WHAT THIS TASK INVOLVES
Reproduce the records below exactly; no pictures.

DATA
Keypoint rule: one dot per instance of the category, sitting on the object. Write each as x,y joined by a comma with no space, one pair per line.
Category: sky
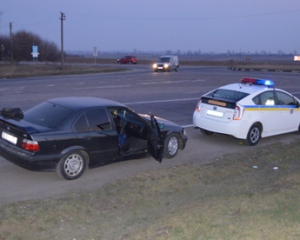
204,26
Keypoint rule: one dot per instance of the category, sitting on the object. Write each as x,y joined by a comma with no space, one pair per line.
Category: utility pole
10,34
62,18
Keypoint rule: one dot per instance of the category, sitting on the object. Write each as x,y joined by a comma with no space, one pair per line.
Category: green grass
225,199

PROBLEM SOLUTION
Keypoint rule: one dot per instance of the category, sitting on the object. Write each as x,y joined by a comma with no space, one pair per line.
Category: sky
204,26
Keypoint rule: one dot per instance of the category, sitting on the object. Write each as x,y joined by a comma with no space, one pair per line.
Category: utility pole
10,34
62,18
Keypoint rule: one dot per instance of the category, sitting on the object. Write each as x,y joined by a comma with no space, one pair per line.
Category: green grass
225,199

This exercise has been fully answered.